WHAT THE TASK ASKS: Could you filter the listing for lines with the word "emblem" and return them?

TASK INPUT:
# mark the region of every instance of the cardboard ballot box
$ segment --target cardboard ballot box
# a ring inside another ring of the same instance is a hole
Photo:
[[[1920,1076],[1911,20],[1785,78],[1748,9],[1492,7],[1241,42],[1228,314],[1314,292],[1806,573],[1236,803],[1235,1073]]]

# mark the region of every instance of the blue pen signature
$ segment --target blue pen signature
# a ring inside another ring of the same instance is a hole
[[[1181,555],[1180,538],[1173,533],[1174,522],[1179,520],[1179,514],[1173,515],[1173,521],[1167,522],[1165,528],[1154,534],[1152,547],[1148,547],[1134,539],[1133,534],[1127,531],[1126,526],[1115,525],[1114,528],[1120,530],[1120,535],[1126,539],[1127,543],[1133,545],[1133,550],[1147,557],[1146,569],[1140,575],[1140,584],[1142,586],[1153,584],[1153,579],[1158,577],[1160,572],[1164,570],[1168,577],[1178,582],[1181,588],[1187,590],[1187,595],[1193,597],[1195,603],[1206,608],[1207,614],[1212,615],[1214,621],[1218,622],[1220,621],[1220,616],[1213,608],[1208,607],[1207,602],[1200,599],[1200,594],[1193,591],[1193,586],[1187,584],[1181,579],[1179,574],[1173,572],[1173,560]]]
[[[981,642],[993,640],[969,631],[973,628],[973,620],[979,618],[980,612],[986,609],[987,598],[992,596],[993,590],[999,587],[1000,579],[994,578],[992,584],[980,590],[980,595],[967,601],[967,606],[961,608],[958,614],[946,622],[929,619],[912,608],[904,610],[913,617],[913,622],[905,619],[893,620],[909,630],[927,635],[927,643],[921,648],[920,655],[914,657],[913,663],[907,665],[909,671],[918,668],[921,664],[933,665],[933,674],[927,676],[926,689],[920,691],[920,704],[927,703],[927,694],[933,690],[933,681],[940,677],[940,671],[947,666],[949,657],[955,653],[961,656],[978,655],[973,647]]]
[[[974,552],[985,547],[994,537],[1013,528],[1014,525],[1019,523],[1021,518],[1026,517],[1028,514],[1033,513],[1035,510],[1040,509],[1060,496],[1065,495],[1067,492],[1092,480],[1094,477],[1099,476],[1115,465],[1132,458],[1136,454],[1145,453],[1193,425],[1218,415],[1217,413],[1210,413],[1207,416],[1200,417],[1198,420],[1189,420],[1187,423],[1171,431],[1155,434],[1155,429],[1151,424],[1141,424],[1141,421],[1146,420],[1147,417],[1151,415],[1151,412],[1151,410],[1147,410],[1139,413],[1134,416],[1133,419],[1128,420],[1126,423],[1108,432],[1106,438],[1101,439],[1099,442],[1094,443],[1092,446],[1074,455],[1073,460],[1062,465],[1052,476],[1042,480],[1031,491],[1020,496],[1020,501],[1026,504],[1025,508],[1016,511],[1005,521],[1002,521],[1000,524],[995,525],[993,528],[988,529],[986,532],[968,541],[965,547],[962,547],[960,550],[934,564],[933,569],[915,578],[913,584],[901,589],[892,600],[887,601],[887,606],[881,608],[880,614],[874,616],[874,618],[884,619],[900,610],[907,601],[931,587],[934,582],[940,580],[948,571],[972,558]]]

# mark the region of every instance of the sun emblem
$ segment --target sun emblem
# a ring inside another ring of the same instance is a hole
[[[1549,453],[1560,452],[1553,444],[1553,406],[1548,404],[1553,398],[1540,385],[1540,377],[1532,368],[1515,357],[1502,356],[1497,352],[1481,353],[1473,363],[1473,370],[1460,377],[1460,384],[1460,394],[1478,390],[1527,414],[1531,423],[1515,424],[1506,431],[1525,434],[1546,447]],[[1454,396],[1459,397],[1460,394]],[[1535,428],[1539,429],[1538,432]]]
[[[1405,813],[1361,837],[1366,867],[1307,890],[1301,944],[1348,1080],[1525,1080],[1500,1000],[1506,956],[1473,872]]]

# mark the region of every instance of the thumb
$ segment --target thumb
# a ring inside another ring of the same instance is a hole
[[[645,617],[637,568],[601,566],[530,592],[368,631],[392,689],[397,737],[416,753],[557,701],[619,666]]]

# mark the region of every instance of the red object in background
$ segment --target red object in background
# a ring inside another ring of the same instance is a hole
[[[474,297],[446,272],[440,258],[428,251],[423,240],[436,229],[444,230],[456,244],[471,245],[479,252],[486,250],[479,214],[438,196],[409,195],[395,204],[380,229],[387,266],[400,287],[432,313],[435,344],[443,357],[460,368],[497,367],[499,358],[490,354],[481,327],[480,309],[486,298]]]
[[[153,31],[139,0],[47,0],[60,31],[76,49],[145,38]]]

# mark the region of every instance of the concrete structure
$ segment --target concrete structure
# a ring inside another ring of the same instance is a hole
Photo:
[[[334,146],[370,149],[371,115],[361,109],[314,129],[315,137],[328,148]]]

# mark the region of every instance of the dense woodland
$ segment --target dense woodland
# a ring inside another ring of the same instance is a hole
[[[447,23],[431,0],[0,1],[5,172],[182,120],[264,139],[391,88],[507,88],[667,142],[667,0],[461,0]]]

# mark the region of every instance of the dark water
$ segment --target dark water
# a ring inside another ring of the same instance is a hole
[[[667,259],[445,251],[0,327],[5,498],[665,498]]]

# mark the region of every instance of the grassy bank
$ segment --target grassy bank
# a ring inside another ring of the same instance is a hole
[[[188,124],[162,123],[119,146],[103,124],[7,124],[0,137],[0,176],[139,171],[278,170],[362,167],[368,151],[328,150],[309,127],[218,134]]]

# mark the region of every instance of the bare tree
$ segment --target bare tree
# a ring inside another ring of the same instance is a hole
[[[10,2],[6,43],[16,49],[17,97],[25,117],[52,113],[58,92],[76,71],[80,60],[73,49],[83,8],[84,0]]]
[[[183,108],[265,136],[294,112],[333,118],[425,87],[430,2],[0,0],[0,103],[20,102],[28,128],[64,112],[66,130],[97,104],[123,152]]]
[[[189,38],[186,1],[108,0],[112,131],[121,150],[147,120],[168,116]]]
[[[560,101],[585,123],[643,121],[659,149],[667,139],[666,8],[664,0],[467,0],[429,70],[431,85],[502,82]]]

ANSWER TO THE EXERCISE:
# mark the region of every instance of the sun emblem
$ segment --target sun emblem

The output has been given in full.